What to work on: Go through the records below from the first line and print each one exactly, stopping after the line that contains "If you could tag each instance of the bee's wing". Do not print pictures or anything past that line.

+ + +

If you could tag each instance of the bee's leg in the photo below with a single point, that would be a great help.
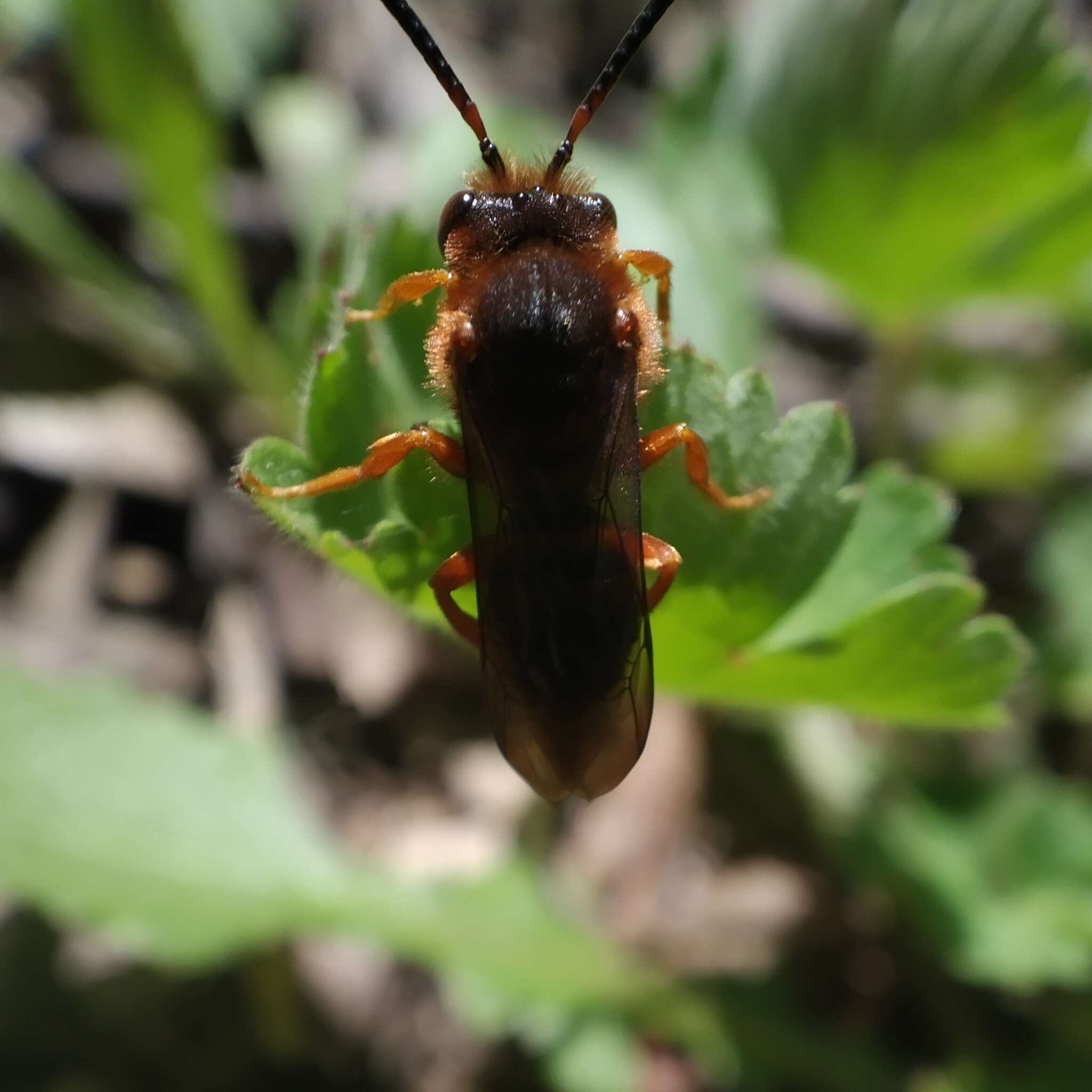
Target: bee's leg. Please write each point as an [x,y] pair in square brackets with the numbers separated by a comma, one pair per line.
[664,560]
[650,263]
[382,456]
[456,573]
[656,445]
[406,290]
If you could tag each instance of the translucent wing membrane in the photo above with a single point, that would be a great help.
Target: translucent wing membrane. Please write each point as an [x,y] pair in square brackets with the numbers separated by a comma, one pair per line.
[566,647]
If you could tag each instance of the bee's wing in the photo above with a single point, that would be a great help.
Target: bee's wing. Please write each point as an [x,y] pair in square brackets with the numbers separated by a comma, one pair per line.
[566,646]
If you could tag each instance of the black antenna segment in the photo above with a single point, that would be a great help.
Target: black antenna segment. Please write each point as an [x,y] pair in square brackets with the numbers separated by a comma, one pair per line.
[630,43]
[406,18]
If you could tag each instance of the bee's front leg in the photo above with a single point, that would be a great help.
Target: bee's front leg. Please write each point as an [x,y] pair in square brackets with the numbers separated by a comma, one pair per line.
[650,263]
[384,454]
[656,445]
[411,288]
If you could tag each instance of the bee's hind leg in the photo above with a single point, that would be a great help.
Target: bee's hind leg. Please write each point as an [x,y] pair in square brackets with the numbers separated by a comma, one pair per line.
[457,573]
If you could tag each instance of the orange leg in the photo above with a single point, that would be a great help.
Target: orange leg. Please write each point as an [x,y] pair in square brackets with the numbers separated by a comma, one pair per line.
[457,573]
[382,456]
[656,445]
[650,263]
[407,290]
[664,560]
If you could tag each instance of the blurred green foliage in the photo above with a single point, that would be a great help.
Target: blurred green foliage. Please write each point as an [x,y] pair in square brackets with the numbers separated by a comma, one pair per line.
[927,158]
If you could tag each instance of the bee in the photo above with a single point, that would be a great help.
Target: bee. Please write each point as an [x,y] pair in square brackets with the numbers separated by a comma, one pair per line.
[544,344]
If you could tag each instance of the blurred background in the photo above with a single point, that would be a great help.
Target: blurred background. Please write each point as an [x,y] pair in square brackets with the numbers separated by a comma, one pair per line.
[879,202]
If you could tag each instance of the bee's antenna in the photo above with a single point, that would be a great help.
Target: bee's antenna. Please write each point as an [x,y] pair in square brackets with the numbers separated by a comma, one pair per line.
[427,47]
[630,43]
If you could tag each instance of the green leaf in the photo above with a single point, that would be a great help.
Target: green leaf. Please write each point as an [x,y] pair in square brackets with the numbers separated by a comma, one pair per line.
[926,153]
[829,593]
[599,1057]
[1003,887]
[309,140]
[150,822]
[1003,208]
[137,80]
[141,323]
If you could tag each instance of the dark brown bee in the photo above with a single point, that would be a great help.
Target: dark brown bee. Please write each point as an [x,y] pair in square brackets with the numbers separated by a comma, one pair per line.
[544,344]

+ + +

Result for this task:
If you could tag each instance of the bee's leg in the photo below with a single point, that would be a great help.
Target: bee's leg. Please write each point as an [x,y] pair in square brackets with the numbers separated by a comma, one pair per line.
[664,560]
[650,263]
[382,456]
[456,573]
[656,445]
[406,290]
If you could tag each instance of the translucent wing membrane in the photo above with a single point, that would be a great help.
Target: translucent wing membrane. Please write each point as an [x,y] pair in square brackets with the numbers separated by a comma, one pair per line.
[566,647]
If you could tag each instance of the bee's wing in the photo above with a single point, that would be a great help.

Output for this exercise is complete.